§ Check your understanding:
• 1. Rewrite the join exercise, starting at "set.seed(1)" and ending at "total_order_value = sample(5:50, 6)*100)", with "nr_of_orders" replaced by "order_count".
• 2. Answer these questions from the join exercise:
(a) What value is given to set.seed?
(b) Which code is shown for keeping all rows in A and all columns from A and B?
(c) By which column are the rows grouped before the mean of the average order value is calculated?
[Opening Extract section]
Run this code to get example data

set.seed(1)
A <- tibble(id = c(1:5, 7:8),
            sex = sample(c("Male", "Female"), 7, replace = TRUE),
            nr_of_orders = sample(5:10, 7, replace = TRUE))
B <- tibble(id = 1:6,
            age = sample(25:75, 6),
            total_order_value = sample(5:50, 6)*100)


What rows doesnt match between A and B

Show the code
anti_join(A, B)
anti_join(B, A)


What will be the results of the below code

semi_join(A, B)


Keep all rows in A and all columns from A and B

Show the code
left_join(A, B)


Keep all rows and all columns from both A and B, and sort by id

Show the code
full_join(A,B) %>% 
  arrange(id)


Calculate the average order value

Show the code
full_join(A,B) %>% 
  mutate(
    avg_order_value = total_order_value/nr_of_orders) 


Calculate the mean of the average order value for males and females

Show the code
full_join(A,B) %>% 
  mutate(
    avg_order_value = total_order_value/nr_of_orders) %>% 
  group_by(sex) %>% 
  summarise(
    mean_avg_order_value = mean(avg_order_value, na.rm = TRUE)
  )
[Closing Extract section]
[Opening Given records section]
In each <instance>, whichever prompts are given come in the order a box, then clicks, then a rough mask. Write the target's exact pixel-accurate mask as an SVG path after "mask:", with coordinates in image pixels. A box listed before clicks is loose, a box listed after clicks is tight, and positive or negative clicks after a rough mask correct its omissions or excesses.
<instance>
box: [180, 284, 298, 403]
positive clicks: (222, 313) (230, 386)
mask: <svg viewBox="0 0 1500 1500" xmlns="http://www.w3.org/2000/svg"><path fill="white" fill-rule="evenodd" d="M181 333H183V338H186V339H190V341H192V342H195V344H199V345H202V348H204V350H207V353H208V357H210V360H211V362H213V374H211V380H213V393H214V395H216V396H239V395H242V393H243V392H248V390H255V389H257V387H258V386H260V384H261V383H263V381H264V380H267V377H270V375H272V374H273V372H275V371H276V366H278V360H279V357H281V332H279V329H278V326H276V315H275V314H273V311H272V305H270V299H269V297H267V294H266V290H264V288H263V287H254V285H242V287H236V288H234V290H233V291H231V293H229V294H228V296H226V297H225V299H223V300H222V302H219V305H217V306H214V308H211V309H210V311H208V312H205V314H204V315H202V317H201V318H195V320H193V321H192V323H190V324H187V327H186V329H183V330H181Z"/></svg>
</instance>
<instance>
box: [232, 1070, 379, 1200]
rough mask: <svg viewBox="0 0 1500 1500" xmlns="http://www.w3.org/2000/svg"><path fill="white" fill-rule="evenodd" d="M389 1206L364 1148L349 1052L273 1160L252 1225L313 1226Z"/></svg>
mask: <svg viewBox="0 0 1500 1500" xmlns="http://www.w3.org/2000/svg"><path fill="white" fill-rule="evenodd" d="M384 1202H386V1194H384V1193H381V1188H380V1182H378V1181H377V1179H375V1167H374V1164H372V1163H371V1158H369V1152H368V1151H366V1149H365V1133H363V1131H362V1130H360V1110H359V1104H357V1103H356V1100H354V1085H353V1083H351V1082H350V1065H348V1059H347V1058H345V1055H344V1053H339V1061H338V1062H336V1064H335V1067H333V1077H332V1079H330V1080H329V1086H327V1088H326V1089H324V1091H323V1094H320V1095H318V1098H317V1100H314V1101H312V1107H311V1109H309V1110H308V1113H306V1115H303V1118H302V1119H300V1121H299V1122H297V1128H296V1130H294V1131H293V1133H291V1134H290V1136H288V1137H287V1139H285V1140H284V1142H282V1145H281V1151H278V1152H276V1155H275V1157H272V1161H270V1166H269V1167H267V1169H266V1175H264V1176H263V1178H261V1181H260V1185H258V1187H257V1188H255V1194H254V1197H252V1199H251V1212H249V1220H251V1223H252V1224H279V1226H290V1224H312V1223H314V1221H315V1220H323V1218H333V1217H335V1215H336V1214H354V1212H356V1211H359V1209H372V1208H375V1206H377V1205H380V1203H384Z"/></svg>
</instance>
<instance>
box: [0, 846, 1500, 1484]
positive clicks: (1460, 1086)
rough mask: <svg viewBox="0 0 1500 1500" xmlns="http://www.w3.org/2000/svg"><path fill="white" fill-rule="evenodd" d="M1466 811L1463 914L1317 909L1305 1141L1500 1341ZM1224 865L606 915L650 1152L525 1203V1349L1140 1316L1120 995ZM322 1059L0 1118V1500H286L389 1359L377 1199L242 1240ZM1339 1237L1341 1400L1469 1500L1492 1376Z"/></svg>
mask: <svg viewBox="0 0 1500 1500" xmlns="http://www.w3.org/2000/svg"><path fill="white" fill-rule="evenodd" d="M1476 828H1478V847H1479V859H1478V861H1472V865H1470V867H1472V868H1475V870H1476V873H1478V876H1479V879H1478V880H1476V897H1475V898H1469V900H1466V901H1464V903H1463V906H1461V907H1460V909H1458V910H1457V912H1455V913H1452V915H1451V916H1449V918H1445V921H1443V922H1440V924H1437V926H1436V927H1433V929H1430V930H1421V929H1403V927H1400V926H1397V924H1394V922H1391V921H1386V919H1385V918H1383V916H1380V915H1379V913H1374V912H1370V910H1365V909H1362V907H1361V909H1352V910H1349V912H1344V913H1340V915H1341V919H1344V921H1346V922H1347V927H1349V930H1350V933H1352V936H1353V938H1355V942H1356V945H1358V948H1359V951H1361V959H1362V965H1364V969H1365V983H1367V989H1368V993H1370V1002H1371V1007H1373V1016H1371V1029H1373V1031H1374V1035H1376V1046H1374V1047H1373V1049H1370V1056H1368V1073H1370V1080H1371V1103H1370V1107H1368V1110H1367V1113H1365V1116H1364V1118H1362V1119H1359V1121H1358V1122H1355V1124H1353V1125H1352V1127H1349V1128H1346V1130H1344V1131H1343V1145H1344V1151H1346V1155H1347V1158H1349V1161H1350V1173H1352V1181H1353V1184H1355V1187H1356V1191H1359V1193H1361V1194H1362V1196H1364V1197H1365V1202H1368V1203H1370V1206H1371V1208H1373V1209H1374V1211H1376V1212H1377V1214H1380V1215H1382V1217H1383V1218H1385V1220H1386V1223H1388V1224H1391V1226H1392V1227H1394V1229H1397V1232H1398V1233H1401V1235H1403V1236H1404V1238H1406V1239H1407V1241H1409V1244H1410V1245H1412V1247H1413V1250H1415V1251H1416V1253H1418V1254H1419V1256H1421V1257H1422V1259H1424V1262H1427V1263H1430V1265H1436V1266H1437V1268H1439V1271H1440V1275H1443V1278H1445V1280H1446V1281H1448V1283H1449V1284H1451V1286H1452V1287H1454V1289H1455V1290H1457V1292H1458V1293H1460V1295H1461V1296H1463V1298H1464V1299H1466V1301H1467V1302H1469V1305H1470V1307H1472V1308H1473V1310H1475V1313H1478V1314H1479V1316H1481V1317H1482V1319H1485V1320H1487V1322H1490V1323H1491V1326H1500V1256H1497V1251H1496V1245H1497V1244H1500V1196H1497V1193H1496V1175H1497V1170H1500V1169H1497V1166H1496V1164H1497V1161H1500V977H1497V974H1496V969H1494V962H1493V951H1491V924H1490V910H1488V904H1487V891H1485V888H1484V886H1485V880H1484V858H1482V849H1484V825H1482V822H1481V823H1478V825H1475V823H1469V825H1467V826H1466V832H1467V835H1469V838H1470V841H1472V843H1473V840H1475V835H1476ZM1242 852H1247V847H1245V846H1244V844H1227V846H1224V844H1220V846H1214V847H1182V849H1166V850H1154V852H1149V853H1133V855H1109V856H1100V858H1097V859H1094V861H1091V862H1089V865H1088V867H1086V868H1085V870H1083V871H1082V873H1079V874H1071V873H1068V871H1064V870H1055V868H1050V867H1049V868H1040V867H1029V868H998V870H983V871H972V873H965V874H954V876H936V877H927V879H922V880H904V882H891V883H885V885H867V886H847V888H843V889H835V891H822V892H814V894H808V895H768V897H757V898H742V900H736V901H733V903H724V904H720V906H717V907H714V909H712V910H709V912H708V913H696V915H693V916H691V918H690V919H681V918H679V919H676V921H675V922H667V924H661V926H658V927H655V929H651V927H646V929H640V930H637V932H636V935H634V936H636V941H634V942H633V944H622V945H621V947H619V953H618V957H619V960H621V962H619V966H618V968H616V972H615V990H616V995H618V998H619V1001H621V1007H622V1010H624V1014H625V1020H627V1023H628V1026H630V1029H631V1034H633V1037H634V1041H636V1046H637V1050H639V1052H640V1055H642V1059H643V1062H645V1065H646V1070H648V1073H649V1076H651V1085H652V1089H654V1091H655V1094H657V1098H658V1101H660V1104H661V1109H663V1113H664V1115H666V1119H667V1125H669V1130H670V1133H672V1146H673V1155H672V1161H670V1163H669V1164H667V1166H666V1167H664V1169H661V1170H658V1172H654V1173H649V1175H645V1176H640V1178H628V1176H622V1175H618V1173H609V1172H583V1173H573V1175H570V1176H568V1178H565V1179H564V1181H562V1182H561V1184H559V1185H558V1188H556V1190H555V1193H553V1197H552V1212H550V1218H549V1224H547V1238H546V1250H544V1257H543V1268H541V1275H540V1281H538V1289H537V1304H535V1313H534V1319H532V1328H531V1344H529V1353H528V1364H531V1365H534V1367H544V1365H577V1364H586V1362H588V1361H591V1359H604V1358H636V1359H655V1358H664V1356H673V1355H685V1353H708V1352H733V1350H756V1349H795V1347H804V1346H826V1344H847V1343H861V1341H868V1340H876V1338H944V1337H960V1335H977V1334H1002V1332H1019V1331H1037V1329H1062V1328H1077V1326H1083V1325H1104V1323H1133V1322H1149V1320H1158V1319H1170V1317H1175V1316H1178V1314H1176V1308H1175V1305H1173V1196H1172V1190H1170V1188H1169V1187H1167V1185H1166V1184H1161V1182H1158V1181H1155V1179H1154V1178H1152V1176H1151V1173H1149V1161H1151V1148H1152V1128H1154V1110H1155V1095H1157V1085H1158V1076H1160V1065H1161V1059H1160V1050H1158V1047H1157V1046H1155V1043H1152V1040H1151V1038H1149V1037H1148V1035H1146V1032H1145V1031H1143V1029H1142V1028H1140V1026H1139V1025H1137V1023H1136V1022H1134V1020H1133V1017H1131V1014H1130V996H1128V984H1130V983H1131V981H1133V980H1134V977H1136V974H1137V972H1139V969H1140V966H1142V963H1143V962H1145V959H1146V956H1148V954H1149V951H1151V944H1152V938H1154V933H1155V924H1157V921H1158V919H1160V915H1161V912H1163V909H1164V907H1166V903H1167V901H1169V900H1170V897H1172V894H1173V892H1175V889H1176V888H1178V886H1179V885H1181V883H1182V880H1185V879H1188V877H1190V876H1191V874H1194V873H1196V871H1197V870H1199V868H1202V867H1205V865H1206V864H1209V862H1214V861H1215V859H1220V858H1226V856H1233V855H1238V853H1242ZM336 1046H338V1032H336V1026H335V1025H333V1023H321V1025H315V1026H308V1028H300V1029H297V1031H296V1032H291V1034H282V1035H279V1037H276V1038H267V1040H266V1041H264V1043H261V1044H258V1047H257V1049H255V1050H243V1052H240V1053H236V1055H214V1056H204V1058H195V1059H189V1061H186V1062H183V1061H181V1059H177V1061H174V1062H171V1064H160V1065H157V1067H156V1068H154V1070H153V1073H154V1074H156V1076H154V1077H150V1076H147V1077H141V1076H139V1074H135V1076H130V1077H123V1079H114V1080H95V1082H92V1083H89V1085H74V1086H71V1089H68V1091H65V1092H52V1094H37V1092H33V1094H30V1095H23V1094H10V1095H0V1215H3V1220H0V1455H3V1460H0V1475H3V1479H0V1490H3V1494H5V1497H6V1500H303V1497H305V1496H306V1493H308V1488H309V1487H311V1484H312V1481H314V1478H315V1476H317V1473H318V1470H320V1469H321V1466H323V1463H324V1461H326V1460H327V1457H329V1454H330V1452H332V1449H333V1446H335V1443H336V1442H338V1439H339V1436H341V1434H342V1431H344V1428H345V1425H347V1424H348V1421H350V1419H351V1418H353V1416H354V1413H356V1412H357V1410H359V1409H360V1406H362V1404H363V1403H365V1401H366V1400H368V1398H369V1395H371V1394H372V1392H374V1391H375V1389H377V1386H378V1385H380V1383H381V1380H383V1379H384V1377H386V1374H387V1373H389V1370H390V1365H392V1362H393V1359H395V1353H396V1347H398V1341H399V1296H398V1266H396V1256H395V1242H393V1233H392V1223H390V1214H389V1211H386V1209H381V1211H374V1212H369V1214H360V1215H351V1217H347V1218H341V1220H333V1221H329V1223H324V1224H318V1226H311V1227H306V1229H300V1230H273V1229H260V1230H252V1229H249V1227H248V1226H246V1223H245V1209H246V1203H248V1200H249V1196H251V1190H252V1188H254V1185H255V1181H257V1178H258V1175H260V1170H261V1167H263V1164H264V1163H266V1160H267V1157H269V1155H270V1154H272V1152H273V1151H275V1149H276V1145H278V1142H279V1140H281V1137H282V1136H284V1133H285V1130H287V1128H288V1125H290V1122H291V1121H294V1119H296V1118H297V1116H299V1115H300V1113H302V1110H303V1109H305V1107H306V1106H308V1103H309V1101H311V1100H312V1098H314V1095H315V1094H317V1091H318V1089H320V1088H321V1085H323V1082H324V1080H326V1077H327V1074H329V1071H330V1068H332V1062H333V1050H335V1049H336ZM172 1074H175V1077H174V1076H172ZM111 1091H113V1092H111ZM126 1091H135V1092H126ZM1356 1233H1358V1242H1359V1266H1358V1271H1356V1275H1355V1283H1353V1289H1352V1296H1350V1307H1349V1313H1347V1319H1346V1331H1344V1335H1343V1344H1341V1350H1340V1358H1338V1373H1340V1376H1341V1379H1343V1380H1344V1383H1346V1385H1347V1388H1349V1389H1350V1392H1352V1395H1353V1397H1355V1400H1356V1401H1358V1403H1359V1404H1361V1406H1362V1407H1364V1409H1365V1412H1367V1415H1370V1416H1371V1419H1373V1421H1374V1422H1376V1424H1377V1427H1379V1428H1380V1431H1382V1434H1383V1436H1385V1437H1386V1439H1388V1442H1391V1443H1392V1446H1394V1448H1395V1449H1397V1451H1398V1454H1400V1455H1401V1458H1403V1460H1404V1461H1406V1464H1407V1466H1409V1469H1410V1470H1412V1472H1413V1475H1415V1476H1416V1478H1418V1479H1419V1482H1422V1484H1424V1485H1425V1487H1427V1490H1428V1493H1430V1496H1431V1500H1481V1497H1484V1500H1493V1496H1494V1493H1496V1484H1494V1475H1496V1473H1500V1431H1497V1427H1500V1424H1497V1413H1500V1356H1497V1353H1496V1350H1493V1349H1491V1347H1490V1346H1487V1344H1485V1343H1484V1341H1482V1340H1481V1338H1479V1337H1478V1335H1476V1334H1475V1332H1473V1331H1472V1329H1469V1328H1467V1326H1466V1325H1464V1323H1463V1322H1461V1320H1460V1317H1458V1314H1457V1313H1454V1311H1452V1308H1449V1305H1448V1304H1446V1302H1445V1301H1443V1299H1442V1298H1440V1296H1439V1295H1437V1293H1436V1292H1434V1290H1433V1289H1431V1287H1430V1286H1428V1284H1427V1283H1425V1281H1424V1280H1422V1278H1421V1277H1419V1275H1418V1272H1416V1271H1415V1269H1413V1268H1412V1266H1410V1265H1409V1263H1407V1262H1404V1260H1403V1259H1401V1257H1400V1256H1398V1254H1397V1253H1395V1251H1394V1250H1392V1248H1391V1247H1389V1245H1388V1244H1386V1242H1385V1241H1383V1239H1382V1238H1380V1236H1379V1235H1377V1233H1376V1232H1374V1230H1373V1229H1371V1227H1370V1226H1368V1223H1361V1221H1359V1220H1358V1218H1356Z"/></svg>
[Closing Given records section]
§ Solutions for each task:
• 1.
set.seed(1)
A <- tibble(id = c(1:5, 7:8),
            sex = sample(c("Male", "Female"), 7, replace = TRUE),
            order_count = sample(5:10, 7, replace = TRUE))
B <- tibble(id = 1:6,
            age = sample(25:75, 6),
            total_order_value = sample(5:50, 6)*100)

• 2.
(a) 1
(b) left_join(A, B)
(c) sex